(Entries from a dataset)

════════════════

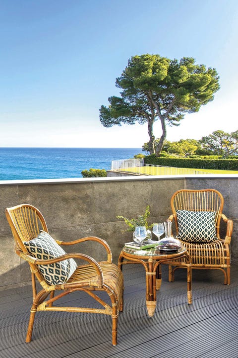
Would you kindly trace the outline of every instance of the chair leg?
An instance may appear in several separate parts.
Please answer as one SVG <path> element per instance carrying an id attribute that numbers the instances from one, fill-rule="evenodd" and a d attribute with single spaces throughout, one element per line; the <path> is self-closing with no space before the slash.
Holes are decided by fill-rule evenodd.
<path id="1" fill-rule="evenodd" d="M 231 268 L 227 268 L 227 284 L 231 284 Z"/>
<path id="2" fill-rule="evenodd" d="M 120 312 L 122 312 L 123 309 L 124 308 L 124 298 L 123 297 L 123 293 L 122 293 L 122 296 L 121 297 L 121 301 L 120 301 L 120 305 L 119 306 L 119 311 Z"/>
<path id="3" fill-rule="evenodd" d="M 113 338 L 113 346 L 117 346 L 118 343 L 118 313 L 116 315 L 114 316 L 112 315 L 113 318 L 113 331 L 112 331 L 112 338 Z"/>
<path id="4" fill-rule="evenodd" d="M 54 296 L 55 296 L 55 291 L 52 291 L 51 292 L 50 294 L 50 298 L 54 298 Z M 51 302 L 51 303 L 49 304 L 49 307 L 52 307 L 53 305 L 53 302 Z"/>
<path id="5" fill-rule="evenodd" d="M 27 333 L 26 334 L 26 342 L 29 343 L 31 341 L 31 335 L 32 334 L 32 330 L 33 329 L 34 321 L 35 319 L 35 315 L 36 310 L 35 308 L 32 308 L 31 310 L 31 314 L 29 319 L 28 329 Z"/>
<path id="6" fill-rule="evenodd" d="M 173 266 L 169 265 L 169 282 L 174 282 Z"/>

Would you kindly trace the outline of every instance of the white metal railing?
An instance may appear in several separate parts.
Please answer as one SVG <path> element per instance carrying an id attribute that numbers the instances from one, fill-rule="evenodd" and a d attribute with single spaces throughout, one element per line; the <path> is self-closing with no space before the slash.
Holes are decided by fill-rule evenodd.
<path id="1" fill-rule="evenodd" d="M 146 176 L 209 174 L 209 171 L 204 172 L 188 168 L 144 164 L 143 159 L 113 161 L 112 162 L 112 170 L 127 172 L 134 174 Z"/>
<path id="2" fill-rule="evenodd" d="M 141 164 L 144 164 L 144 159 L 121 159 L 120 160 L 112 161 L 111 170 L 119 170 L 120 169 L 124 170 L 128 168 L 133 168 L 134 167 L 139 167 Z"/>

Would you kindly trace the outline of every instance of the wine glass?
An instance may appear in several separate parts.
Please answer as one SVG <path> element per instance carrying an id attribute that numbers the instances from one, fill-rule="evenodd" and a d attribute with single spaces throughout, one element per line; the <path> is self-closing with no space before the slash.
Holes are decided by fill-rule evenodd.
<path id="1" fill-rule="evenodd" d="M 155 223 L 153 225 L 153 232 L 160 240 L 160 237 L 165 232 L 165 228 L 162 223 Z"/>
<path id="2" fill-rule="evenodd" d="M 137 253 L 144 254 L 144 252 L 142 250 L 142 243 L 147 236 L 147 232 L 145 226 L 136 226 L 134 232 L 134 240 L 140 244 L 140 250 L 137 252 Z"/>

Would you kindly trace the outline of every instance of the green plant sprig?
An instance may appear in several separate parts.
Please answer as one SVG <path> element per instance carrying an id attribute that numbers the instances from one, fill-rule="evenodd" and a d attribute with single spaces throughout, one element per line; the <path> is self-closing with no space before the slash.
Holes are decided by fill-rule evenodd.
<path id="1" fill-rule="evenodd" d="M 149 216 L 150 214 L 150 205 L 147 205 L 144 214 L 139 215 L 137 219 L 128 219 L 122 215 L 118 215 L 117 218 L 123 220 L 126 225 L 129 227 L 125 230 L 126 231 L 134 231 L 136 226 L 145 226 L 147 230 L 151 228 L 153 226 L 153 224 L 149 226 L 147 222 L 147 218 Z"/>

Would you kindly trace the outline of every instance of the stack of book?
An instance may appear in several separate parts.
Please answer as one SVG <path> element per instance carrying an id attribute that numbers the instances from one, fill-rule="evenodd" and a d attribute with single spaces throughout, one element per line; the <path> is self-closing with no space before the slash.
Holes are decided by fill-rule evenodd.
<path id="1" fill-rule="evenodd" d="M 150 248 L 154 247 L 156 245 L 158 245 L 158 241 L 154 241 L 153 240 L 148 240 L 146 242 L 144 243 L 141 247 L 142 250 L 145 250 L 145 249 L 150 249 Z M 139 244 L 132 241 L 130 243 L 125 243 L 124 244 L 125 247 L 128 247 L 130 249 L 135 249 L 136 250 L 140 250 L 140 245 Z"/>

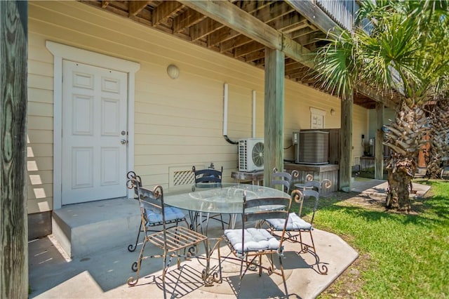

════════════════

Copy out every line of the records above word for word, leaving out the pictures.

> **Reply to the exercise**:
Would you kindly trace the outline of every instance of the chair leg?
An instance may appear in several separate parts.
Please answer as one SVG <path> element per instance carrying an id attribute that numbers the instances from one, fill-rule="evenodd" and a d attribute with single spaces throughout, one element per line; the <path> is self-closing with no space before the slash.
Holes are decided by fill-rule evenodd.
<path id="1" fill-rule="evenodd" d="M 231 268 L 227 268 L 227 284 L 231 284 Z"/>
<path id="2" fill-rule="evenodd" d="M 120 312 L 122 312 L 123 309 L 124 308 L 124 298 L 123 297 L 123 293 L 122 293 L 122 296 L 121 297 L 121 301 L 120 301 L 120 305 L 119 306 L 119 311 Z"/>
<path id="3" fill-rule="evenodd" d="M 113 338 L 113 346 L 117 346 L 118 343 L 118 313 L 116 315 L 114 316 L 112 315 L 113 318 L 113 331 L 112 331 L 112 338 Z"/>
<path id="4" fill-rule="evenodd" d="M 54 296 L 55 296 L 55 291 L 52 291 L 51 292 L 50 294 L 50 298 L 54 298 Z M 51 302 L 51 303 L 49 304 L 49 307 L 52 307 L 53 305 L 53 302 Z"/>
<path id="5" fill-rule="evenodd" d="M 27 333 L 26 334 L 26 342 L 29 343 L 31 341 L 31 335 L 32 334 L 32 330 L 33 329 L 34 321 L 35 319 L 35 315 L 36 310 L 35 308 L 32 308 L 31 310 L 31 314 L 29 319 L 28 329 Z"/>
<path id="6" fill-rule="evenodd" d="M 173 266 L 169 265 L 169 282 L 174 282 Z"/>

Would you kindly trace the outline of every instance of the white metal railing?
An instance may appear in several separate parts.
Please answer as one SVG <path> element per instance carrying an id attribute that numbers the instances from one, fill-rule="evenodd" and a d attribute with single spaces throughout, one element per line; the <path> is self-closing with no space before the slash.
Holes are decided by fill-rule evenodd.
<path id="1" fill-rule="evenodd" d="M 146 176 L 209 174 L 209 171 L 204 172 L 188 168 L 144 164 L 143 159 L 113 161 L 112 162 L 112 170 L 127 172 L 134 174 Z"/>
<path id="2" fill-rule="evenodd" d="M 141 164 L 144 164 L 144 159 L 121 159 L 120 160 L 112 161 L 111 170 L 119 170 L 120 169 L 124 170 L 128 168 L 133 168 L 134 167 L 139 167 Z"/>

Would you kindly trace the outline of every instance of the wine glass?
An instance may appear in several separate parts.
Please answer as one SVG <path> element per instance carrying an id attribute that numbers the instances from one, fill-rule="evenodd" and a d attribute with single spaces throughout, one element per line; the <path> is self-closing with no space before the slash.
Holes are decided by fill-rule evenodd.
<path id="1" fill-rule="evenodd" d="M 155 223 L 153 225 L 153 232 L 160 240 L 160 237 L 165 232 L 165 228 L 162 223 Z"/>
<path id="2" fill-rule="evenodd" d="M 137 253 L 144 254 L 144 252 L 142 250 L 142 243 L 147 236 L 147 232 L 145 226 L 136 226 L 134 232 L 134 240 L 140 244 L 140 250 L 137 252 Z"/>

Would you kindly trace the outline of every instance of the green plant sprig?
An instance may appear in several separate parts.
Please answer as one SVG <path> element per instance carrying an id attribute that numbers the instances from one, fill-rule="evenodd" and a d attribute with single spaces throughout, one element per line; the <path> is self-closing with no space before the slash.
Holes are decided by fill-rule evenodd.
<path id="1" fill-rule="evenodd" d="M 149 216 L 150 214 L 150 205 L 147 205 L 144 214 L 139 215 L 137 219 L 128 219 L 122 215 L 118 215 L 117 218 L 123 220 L 126 225 L 129 227 L 125 230 L 126 231 L 134 231 L 136 226 L 145 226 L 147 230 L 151 228 L 153 226 L 153 224 L 149 226 L 147 222 L 147 218 Z"/>

Would you kindly trace the outline of every instance of the stack of book?
An instance may appear in several separate parts.
Please answer as one SVG <path> element per instance carrying an id attribute that numbers the instances from one, fill-rule="evenodd" and a d attribute with single spaces throughout, one element per line; the <path> is self-closing with no space before the slash.
Holes are decided by fill-rule evenodd.
<path id="1" fill-rule="evenodd" d="M 150 248 L 154 247 L 156 245 L 158 245 L 158 241 L 154 241 L 153 240 L 148 240 L 146 242 L 144 243 L 141 247 L 142 250 L 145 250 L 145 249 L 150 249 Z M 139 244 L 132 241 L 130 243 L 125 243 L 124 244 L 125 247 L 128 247 L 130 249 L 135 249 L 136 250 L 140 250 L 140 245 Z"/>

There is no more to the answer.